TEXTE À LIRE

Palaces fermés, porte close chez les étoilés : le caviar français, comme tout mets d’exception, a été malmené par la crise sanitaire, et ses producteurs espèrent que les fêtes permettront de limiter la casse, en attendant de pouvoir bénéficier des dernières avancées de la génétique pour optimiser leurs élevages d’esturgeons.
« Le marché mondial progresse à peu près comme le marché français, une progression linéaire de l’ordre de 15 % par an. Ça, c’était avant la Covid, qui a un impact catastrophique sur notre secteur d’activité », constate, morose, Laurent Dulau, directeur général de Sturgeon, premier producteur français de caviar. Résultat, « un effondrement » du marché compris entre -20 et -30% de ventes cette année, selon M. Dulau, qui rappelle que les cafés, hôtels, restaurants et l’export « représentent les deux tiers des ventes des producteurs de caviar français », troisièmes sur le podium mondial avec 43 tonnes produites par an, derrière l’Italie (environ 50 tonnes) et surtout la Chine (environ 120 tonnes).

CONSIGNE
Recopiez le passage du texte sur le caviar français qui s'ouvre sur les mots « Palaces fermés, porte » et se termine par « leurs élevages d’esturgeons. ». Les enregistrements n'ont aucun rôle dans cet exercice.

Enregistrements sauvegardés
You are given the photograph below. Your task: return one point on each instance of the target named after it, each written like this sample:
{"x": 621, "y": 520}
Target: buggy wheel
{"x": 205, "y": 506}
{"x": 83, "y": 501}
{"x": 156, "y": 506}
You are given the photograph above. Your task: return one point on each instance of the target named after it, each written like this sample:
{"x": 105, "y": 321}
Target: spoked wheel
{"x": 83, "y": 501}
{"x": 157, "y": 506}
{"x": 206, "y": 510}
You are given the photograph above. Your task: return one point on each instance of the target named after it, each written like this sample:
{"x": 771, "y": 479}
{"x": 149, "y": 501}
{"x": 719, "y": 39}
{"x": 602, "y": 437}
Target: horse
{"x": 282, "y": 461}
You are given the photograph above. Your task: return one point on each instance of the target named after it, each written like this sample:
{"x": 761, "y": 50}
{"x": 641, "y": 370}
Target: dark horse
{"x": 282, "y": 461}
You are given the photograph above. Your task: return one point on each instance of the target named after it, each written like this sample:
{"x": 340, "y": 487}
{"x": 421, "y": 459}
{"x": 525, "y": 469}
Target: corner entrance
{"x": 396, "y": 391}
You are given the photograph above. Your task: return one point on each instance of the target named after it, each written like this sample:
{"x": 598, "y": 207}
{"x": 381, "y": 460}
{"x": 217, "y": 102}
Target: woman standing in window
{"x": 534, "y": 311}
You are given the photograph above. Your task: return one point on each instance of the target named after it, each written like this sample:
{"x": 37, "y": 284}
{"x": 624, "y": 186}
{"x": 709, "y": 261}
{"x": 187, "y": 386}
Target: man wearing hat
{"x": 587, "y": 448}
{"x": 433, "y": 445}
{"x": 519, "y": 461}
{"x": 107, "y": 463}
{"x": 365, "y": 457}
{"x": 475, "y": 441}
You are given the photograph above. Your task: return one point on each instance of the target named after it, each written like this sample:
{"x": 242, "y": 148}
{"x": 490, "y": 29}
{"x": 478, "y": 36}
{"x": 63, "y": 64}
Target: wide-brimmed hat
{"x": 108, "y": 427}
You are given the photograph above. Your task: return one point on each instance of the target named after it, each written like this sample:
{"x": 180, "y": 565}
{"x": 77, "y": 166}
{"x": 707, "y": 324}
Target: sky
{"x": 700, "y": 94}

RÉPONSE
Palaces fermés, porte close chez les étoilés : le caviar français, comme tout mets d’exception, a été malmené par la crise sanitaire, et ses producteurs espèrent que les fêtes permettront de limiter la casse, en attendant de pouvoir bénéficier des dernières avancées de la génétique pour optimiser leurs élevages d’esturgeons.